Kuliah Jarak Jauh, Momok Atau Alternatif?

Aiyub Ilyas adalah mahasiswa master kesehatan jiwa, pada HUC University di Norwegia [Foto/Dok/Waa/]

WAA Minggu 14/02/2010 Kuliah Jarak Jauh, Momok Atau Alterna, Oleh:  Aiyub Ilyas

Carut marut dunia pendidikan negeri ini telah berimbas kepada rendahnya kualitas sumber daya manusia. Tidak hanya pendidikan biaya tinggi, tapi kebijakan pendidikan sering dijadikan komuditi politik atau ekonomi. Moralitas tidak lagi menjadi inspirasi, yang tinggal hanya kepentingan segelintir orang atau kelompok untuk merawup materi.

Bukan rahasisa lagi, di negeri para koruptor ini pendidikan pun sering dijadikan komuditas mencari kekayaan. Sekolah tinggi misalnya, kini muncul ibarat jamur di musim hujan. Kualitas tidak lagi menjadi perhatian, fasilitas dan sumber daya pengajar tidak jadi ukuran, yang penting mahasiswa bisa membayar dan pengelola bisa dapat uang.

Kegemaran kita mendirikan pendidikan tinggi, kini menjadi momok yang mencabik-cabik nurani. Ibarat lingkaran setan, sementara DIKTI melarang adanya kelas jauh, di lapangan terus bermunculan dengan berbagai dalih dan alasan. Kebijakan kadang bertolak belakang dengan kenyataan, sehingga muncul pertanyaan mau dibawa kemana pendidikan negeri ini.

Di negara-negara maju seperti eropa, kelas jauh malah menjadi solusi untuk meningkatkan kualitas pendidikan mereka. Mereka melarang mendirikan pendidikan tinggi tampa kualitas dan minim fasilitas, sehingga kelas jauh menjadi alternatif.

============

▶ **Soal Tertulis 1**
Menurut artikel tentang kuliah jarak jauh, pihak mana yang melarang adanya kelas jauh?
▶ **Soal Tertulis 2**
Salin ulang bagian artikel tentang kuliah jarak jauh mulai dari kata-kata "Kuliah Jarak Jauh, Momok Atau Alternatif?" sampai setelah "untuk merawup materi.", dan gantilah "Moralitas" dengan "Etika".
Data di bawah ini merupakan bahan tersendiri yang terpisah dari artikel.

============

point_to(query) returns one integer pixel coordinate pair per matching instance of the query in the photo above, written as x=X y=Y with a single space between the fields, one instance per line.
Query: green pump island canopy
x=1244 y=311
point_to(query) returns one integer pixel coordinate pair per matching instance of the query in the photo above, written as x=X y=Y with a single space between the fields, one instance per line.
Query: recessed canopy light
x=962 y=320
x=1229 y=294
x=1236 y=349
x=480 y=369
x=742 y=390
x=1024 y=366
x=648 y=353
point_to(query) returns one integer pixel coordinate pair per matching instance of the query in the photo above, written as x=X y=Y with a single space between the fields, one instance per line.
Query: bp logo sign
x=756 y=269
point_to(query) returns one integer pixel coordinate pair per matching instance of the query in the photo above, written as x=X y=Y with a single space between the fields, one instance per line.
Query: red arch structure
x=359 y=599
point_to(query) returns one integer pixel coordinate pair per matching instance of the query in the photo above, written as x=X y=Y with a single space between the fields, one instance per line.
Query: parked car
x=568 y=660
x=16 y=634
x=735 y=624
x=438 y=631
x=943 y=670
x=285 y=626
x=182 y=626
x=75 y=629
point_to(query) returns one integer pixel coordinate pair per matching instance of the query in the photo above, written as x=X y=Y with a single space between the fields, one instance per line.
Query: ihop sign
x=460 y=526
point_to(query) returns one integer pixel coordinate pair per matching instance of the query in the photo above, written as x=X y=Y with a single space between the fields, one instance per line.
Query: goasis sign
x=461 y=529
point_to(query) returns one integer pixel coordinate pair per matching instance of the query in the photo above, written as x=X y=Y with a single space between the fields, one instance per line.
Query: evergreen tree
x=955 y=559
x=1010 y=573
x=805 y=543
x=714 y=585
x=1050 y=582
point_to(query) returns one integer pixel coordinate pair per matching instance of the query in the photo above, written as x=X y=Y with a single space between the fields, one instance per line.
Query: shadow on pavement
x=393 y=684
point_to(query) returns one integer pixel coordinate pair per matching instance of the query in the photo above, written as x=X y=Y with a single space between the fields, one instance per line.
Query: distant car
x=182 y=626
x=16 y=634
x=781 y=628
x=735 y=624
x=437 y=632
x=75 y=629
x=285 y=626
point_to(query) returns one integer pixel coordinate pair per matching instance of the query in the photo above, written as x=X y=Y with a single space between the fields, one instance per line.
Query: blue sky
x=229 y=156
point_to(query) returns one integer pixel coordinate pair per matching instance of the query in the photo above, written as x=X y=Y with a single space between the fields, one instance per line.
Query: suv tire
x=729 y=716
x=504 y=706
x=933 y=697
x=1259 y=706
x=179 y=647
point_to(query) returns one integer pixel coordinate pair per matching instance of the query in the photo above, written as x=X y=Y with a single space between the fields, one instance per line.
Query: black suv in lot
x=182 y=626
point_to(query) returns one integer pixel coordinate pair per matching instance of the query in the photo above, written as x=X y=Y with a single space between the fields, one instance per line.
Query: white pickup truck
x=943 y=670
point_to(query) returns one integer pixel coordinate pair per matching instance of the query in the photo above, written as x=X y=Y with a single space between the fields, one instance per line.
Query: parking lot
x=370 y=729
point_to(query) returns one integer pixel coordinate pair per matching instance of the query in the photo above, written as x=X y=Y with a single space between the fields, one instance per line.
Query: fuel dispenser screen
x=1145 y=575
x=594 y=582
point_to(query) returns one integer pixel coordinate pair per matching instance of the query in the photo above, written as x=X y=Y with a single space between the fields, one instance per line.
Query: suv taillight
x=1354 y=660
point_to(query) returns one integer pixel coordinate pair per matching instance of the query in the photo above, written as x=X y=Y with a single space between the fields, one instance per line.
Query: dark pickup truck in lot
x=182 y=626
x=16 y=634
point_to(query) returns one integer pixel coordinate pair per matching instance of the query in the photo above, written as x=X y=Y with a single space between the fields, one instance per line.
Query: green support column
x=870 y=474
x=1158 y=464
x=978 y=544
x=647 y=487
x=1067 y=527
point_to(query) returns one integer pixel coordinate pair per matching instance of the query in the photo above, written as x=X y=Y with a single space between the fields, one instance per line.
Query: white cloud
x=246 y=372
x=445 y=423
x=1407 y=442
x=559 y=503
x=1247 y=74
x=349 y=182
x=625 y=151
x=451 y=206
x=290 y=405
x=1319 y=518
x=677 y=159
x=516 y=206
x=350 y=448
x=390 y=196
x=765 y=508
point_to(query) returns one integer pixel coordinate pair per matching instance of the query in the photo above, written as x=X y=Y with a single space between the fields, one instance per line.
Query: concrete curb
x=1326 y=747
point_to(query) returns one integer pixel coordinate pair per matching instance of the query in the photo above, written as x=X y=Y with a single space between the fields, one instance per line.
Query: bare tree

============

▶ **Hasil Latihan 1**
DIKTI.

▶ **Hasil Latihan 2**
Kuliah Jarak Jauh, Momok Atau Alternatif?

Aiyub Ilyas adalah mahasiswa master kesehatan jiwa, pada HUC University di Norwegia [Foto/Dok/Waa/]

WAA Minggu 14/02/2010 Kuliah Jarak Jauh, Momok Atau Alterna, Oleh:  Aiyub Ilyas

Carut marut dunia pendidikan negeri ini telah berimbas kepada rendahnya kualitas sumber daya manusia. Tidak hanya pendidikan biaya tinggi, tapi kebijakan pendidikan sering dijadikan komuditi politik atau ekonomi. Etika tidak lagi menjadi inspirasi, yang tinggal hanya kepentingan segelintir orang atau kelompok untuk merawup materi.